Exercise: Report each line of the records below that contains the string "handle", copying every such line in full. Matches must have the same case.

[Entries drawn from a pointing dataset]
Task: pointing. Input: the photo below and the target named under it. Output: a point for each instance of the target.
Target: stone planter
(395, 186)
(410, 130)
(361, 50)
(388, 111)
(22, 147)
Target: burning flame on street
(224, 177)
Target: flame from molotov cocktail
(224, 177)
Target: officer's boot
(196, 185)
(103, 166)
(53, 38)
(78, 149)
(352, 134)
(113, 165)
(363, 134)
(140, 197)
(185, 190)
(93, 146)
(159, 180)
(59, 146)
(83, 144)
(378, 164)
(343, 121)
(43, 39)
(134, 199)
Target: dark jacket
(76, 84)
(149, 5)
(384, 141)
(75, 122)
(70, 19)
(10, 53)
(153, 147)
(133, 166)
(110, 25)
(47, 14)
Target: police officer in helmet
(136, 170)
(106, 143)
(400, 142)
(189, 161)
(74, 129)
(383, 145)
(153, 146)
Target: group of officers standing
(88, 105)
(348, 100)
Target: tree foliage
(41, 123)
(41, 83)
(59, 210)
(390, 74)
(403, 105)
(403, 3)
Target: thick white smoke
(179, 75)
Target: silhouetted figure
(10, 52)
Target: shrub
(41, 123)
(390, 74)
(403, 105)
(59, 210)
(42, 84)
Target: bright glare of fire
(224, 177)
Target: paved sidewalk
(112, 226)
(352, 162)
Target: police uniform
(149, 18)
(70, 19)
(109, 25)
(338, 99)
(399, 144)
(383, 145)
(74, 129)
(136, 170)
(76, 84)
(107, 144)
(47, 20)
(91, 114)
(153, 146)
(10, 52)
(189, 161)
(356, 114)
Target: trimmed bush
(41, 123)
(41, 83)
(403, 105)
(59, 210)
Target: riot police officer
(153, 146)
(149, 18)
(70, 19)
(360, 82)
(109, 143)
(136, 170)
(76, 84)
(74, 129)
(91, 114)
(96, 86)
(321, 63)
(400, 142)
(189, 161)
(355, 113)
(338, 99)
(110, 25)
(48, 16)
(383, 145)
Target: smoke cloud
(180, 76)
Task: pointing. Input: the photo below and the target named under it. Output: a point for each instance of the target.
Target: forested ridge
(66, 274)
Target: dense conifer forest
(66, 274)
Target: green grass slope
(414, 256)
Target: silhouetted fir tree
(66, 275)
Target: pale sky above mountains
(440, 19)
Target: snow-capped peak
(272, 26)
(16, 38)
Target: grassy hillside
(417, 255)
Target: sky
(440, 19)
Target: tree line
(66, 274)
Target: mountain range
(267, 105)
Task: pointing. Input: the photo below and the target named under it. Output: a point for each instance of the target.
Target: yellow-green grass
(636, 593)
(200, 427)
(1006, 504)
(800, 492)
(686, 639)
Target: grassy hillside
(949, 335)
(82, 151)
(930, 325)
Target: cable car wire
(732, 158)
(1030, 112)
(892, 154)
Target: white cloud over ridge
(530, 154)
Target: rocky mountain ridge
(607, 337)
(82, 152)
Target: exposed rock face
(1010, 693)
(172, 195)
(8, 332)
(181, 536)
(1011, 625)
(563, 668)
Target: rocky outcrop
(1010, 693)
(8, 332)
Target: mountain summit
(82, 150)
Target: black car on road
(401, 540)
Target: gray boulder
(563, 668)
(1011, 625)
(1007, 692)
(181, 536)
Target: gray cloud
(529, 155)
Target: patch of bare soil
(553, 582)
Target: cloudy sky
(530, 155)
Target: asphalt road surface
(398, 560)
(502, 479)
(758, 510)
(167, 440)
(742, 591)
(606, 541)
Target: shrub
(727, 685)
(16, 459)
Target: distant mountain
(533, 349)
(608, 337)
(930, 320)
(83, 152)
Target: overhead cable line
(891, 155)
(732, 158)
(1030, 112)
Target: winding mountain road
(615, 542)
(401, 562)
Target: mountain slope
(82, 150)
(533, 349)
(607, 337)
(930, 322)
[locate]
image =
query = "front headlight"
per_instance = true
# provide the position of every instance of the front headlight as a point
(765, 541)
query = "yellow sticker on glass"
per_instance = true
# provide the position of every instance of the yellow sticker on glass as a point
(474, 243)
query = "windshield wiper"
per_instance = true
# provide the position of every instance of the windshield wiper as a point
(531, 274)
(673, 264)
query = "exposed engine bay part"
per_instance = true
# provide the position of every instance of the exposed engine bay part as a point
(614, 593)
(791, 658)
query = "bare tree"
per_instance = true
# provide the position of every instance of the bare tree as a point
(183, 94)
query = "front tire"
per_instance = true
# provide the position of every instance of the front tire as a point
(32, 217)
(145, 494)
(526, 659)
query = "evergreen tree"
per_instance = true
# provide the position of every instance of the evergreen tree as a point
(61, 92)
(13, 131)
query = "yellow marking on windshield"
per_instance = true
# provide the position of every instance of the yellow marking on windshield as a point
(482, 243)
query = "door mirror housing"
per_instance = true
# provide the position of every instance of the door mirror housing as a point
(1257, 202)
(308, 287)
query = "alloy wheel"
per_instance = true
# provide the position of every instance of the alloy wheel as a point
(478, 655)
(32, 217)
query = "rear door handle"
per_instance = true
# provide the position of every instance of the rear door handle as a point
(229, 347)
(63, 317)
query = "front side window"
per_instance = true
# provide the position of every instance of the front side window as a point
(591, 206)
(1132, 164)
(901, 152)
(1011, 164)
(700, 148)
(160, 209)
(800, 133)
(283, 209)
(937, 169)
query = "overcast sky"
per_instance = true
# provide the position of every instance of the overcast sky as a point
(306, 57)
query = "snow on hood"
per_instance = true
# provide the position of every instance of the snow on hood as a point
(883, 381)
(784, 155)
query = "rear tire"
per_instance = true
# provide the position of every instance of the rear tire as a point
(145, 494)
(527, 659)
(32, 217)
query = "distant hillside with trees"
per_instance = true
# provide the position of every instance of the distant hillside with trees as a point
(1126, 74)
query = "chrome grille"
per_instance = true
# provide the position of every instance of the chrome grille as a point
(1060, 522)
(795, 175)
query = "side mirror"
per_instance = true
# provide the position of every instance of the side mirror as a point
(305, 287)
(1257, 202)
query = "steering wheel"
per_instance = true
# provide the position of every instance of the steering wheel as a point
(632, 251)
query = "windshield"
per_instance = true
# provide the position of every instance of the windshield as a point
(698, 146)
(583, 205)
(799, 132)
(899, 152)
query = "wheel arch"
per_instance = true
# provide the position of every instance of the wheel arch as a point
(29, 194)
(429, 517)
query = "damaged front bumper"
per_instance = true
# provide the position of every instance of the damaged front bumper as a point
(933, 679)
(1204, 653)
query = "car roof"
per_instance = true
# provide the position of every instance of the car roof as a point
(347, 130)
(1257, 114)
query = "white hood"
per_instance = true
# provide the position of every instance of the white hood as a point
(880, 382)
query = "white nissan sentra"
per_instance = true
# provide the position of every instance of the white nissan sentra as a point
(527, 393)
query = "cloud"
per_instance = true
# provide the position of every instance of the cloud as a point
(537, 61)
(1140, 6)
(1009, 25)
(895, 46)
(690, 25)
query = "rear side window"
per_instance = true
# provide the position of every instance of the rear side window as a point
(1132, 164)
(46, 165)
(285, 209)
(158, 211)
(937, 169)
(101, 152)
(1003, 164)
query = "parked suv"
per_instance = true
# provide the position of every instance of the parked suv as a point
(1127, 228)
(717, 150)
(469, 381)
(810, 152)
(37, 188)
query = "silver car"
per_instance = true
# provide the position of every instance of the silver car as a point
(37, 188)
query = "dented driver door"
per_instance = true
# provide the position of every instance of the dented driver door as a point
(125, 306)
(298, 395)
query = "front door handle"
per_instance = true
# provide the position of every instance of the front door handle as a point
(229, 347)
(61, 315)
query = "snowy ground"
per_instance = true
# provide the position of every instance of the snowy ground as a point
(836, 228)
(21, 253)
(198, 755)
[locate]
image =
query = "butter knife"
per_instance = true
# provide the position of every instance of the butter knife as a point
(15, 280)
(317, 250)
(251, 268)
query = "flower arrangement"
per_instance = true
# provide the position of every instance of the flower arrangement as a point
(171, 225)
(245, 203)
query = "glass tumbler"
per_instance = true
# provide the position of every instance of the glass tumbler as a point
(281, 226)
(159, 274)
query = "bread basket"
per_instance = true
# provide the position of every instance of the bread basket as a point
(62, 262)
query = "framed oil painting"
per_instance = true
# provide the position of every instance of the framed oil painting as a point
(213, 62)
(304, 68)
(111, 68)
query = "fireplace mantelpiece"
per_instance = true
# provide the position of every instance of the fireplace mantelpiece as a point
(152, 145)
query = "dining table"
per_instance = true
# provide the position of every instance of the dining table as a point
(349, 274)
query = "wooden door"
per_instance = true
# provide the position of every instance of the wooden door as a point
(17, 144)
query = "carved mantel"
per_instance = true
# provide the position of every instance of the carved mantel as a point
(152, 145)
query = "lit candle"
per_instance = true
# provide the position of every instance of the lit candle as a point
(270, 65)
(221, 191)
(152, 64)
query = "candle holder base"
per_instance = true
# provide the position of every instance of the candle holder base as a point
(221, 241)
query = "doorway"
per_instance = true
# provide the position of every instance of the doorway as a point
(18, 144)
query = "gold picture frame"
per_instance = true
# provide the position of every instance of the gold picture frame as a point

Response to the task:
query = "rear door handle"
# provide the position of every instance of the rear door handle as a point
query = "front door handle"
# provide the position of every instance of the front door handle as a point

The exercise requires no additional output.